* _Required work_
The records come next. Copy all of them exactly.

* _Provided data_
-=-=-=-=-
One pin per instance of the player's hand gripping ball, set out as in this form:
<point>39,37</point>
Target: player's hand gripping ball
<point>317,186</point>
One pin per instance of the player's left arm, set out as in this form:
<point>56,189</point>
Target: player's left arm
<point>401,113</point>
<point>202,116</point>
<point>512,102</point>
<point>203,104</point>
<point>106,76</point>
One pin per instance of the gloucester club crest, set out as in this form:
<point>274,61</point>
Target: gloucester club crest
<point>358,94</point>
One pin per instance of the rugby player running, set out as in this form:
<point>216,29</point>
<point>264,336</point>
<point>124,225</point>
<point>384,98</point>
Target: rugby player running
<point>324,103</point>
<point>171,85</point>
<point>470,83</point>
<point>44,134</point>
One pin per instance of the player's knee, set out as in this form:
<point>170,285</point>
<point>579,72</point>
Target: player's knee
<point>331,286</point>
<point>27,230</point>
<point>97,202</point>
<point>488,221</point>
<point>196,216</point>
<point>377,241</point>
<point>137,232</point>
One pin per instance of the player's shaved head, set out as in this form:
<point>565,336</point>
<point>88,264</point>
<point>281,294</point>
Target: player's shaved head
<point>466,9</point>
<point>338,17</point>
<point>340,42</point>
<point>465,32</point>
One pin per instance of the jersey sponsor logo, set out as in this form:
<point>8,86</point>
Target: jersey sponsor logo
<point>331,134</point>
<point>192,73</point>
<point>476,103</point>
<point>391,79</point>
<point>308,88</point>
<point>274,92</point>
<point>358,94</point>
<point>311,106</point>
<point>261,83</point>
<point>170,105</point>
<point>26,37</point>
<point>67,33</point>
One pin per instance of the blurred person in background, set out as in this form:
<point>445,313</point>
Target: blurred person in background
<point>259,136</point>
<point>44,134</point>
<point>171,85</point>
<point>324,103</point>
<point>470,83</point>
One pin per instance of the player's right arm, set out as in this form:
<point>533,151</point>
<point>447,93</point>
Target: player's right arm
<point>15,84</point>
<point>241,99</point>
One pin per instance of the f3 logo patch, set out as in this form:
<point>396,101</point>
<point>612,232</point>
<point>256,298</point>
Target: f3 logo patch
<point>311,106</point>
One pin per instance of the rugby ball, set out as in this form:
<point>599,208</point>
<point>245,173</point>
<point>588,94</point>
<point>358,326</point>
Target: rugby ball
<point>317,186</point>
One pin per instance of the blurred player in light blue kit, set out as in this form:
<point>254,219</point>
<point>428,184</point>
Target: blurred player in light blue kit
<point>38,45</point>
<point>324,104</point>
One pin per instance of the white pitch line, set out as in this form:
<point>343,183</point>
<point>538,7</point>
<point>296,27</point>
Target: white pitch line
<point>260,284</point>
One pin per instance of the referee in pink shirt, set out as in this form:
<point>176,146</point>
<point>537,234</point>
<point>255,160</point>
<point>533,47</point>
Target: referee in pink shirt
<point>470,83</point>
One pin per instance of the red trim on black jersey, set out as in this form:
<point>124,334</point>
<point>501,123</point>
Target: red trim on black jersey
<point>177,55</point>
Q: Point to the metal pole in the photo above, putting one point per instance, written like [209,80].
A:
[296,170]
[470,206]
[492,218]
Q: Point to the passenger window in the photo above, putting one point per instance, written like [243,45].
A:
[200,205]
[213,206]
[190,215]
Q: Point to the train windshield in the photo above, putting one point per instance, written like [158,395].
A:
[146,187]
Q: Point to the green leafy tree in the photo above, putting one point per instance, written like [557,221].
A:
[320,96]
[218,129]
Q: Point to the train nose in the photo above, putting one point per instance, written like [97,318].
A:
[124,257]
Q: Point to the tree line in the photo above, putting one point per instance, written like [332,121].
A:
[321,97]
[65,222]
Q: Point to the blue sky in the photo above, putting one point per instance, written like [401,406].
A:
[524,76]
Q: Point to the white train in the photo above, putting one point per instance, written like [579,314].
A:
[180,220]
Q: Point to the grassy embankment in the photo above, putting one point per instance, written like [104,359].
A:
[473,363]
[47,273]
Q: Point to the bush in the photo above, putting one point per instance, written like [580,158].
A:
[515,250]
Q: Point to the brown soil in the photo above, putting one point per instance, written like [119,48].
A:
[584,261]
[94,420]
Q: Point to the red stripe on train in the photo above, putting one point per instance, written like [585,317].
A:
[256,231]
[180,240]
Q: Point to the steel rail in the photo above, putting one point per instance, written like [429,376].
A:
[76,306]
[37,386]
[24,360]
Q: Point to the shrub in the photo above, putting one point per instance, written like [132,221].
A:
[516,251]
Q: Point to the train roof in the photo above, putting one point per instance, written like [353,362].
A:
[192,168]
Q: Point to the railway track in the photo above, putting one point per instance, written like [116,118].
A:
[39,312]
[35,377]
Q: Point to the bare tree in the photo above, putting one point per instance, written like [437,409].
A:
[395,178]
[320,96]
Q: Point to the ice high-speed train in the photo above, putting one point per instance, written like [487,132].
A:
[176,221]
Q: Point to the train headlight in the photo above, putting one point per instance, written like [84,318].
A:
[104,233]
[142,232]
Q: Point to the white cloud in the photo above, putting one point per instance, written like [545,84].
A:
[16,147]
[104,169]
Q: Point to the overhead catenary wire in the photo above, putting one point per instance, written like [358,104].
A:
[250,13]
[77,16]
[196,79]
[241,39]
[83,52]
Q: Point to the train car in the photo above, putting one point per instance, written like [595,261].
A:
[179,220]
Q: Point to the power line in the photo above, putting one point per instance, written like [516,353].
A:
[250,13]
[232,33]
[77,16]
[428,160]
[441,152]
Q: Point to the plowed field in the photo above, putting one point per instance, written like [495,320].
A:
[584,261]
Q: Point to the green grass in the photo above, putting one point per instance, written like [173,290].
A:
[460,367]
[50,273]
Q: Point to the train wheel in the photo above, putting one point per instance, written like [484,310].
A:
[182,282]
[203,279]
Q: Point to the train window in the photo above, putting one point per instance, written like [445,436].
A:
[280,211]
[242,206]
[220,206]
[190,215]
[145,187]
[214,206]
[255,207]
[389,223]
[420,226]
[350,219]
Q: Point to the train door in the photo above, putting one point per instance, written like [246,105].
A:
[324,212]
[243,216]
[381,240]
-=-=-=-=-
* _Completed task_
One pin per instance of the player's hand gripping ball, set out as in this form:
<point>39,37</point>
Target: player's hand gripping ball
<point>317,186</point>
One pin per instance of the player's left arm, set out as in this form:
<point>56,189</point>
Target: player's left arm
<point>401,113</point>
<point>202,116</point>
<point>512,102</point>
<point>203,104</point>
<point>106,76</point>
One pin per instance of the gloucester club crest, set out as in this form:
<point>274,61</point>
Target: gloucester club crest
<point>358,94</point>
One pin per instance of the rugby player running, set out as in this form:
<point>216,29</point>
<point>264,336</point>
<point>124,225</point>
<point>384,98</point>
Target: rugby player running
<point>324,103</point>
<point>171,85</point>
<point>470,83</point>
<point>44,134</point>
One pin per instance of the player's knee, set out as in this form:
<point>170,285</point>
<point>579,72</point>
Target: player's knee
<point>331,286</point>
<point>27,230</point>
<point>97,202</point>
<point>488,221</point>
<point>196,216</point>
<point>377,241</point>
<point>137,232</point>
One pin per instance of the player's shaved head, set out as in this form:
<point>565,336</point>
<point>88,264</point>
<point>281,294</point>
Target: player's shaved head
<point>466,9</point>
<point>338,17</point>
<point>340,42</point>
<point>465,32</point>
One pin per instance of the jersey sponsor logo, set out as in this form:
<point>8,86</point>
Target: jersey sponsor logo
<point>331,134</point>
<point>192,73</point>
<point>476,103</point>
<point>391,79</point>
<point>308,88</point>
<point>274,92</point>
<point>358,94</point>
<point>311,106</point>
<point>261,83</point>
<point>170,105</point>
<point>26,37</point>
<point>67,33</point>
One pin per instance of the blurred person in background, set out as in this form:
<point>445,313</point>
Target: blurred person in background
<point>259,136</point>
<point>44,134</point>
<point>171,85</point>
<point>324,103</point>
<point>470,83</point>
One pin per instance of the player's right arm, set out as in this form:
<point>533,151</point>
<point>447,93</point>
Target: player's right arm
<point>15,84</point>
<point>241,99</point>
One pin per instance of the f3 logo patch, set out as in this form:
<point>396,101</point>
<point>612,232</point>
<point>256,298</point>
Target: f3 logo patch
<point>311,106</point>
One pin per instance of the rugby ball, set out as in this form:
<point>599,208</point>
<point>245,173</point>
<point>588,94</point>
<point>358,326</point>
Target: rugby ball
<point>317,186</point>
One pin per instance of the blurred player in light blue kit, set out as in this form:
<point>254,219</point>
<point>428,184</point>
Target: blurred player in light blue kit
<point>38,45</point>
<point>324,104</point>
One pin per instance of the white pitch line, set out as in this form:
<point>343,183</point>
<point>538,7</point>
<point>296,27</point>
Target: white pitch line
<point>260,284</point>
One pin per instance of the referee in pink shirt, set out as in this form:
<point>176,146</point>
<point>537,234</point>
<point>255,160</point>
<point>533,47</point>
Target: referee in pink shirt
<point>470,83</point>
One pin per instance of the red trim on black jersey, set out as in this form:
<point>124,334</point>
<point>501,123</point>
Target: red trim on black jersey
<point>177,55</point>
Q: Point to the metal pole in the photo above, putting one point per instance, written like [209,80].
A:
[296,170]
[470,206]
[492,218]
Q: Point to the passenger window in the photo above, putting one point per instance, written like [243,45].
A:
[200,205]
[213,206]
[190,215]
Q: Point to the train windshield in the photo above, putting one point per instance, written like [158,395].
A:
[146,187]
Q: Point to the green leafy tree in the photo above, putting one point per instance, written like [557,221].
A:
[320,96]
[218,129]
Q: Point to the train nose in the photo above, putting one point per instance, written like [97,318].
A:
[124,257]
Q: Point to the tree line in the photo above, putting one point per instance, written like [332,121].
A:
[321,97]
[65,222]
Q: Point to the blue sky in the photo above, putting one point per instance, written like [401,406].
A:
[524,76]
Q: Point to the white train in the photo above, putting one point per instance, written like [579,314].
A:
[180,220]
Q: Point to the grassy embankment in the photo above, putting one point per instance, written like [104,359].
A:
[473,363]
[47,273]
Q: Point to the bush in the photo above, putting one point per instance, written like [580,158].
A:
[515,250]
Q: Point to the brown soil in the photo above, putting one point per instance, written like [119,48].
A:
[584,261]
[94,420]
Q: Point to the red stripe on train in the photo above, putting one point per instance, written like [585,317].
A:
[256,231]
[180,240]
Q: Point to the steel rail in the photo above, putting one point per instance, written like [429,376].
A:
[76,306]
[37,386]
[24,360]
Q: Point to the shrub in the photo above, putting one point per instance, written like [132,221].
A:
[516,251]
Q: Point to the train roof in the photo above, putting one point per instance, written like [353,362].
A:
[192,168]
Q: Point to the railway track in the photo above, putting one point per instance, written like [116,118].
A:
[39,312]
[35,377]
Q: Point to the bare tree in the photo above, putting one point per instance, written like [437,409].
A:
[395,178]
[320,96]
Q: Point to the ice high-speed train in the photo above, putting one point per instance, written like [487,132].
A:
[176,221]
Q: Point to the train headlight in the photo above, putting one point per instance, written like [84,318].
A:
[104,233]
[142,232]
Q: Point to the white cloud in the photo above, putting one point per instance, written like [545,84].
A:
[16,147]
[104,169]
Q: Point to the overhead catenary wire in the photo above, putting one point per instance, written like [358,104].
A:
[250,13]
[77,16]
[196,79]
[241,39]
[83,52]
Q: Point to the train car in the photo above, putting one point per instance, written like [595,261].
A:
[179,220]
Q: Point to the power line in the photo above, putting one point per instance, written like [516,353].
A:
[250,13]
[232,33]
[77,16]
[428,160]
[441,152]
Q: Point to the plowed field in the photo above, putting one point per instance, written like [495,320].
A:
[584,261]
Q: Point to the green grass in the photo above, putting one point per instance, written like [173,290].
A:
[460,367]
[50,273]
Q: Point to the train wheel in the photo above, putting one point per instance, written like [484,310].
A:
[182,282]
[203,279]
Q: Point to the train window in the photo above, putting one point per instance, written like [445,436].
A:
[280,211]
[242,206]
[220,206]
[190,215]
[145,187]
[214,206]
[255,207]
[389,223]
[420,226]
[350,219]
Q: Point to the train door in the photo above, putting one point per instance, written like [246,105].
A:
[324,212]
[243,216]
[381,240]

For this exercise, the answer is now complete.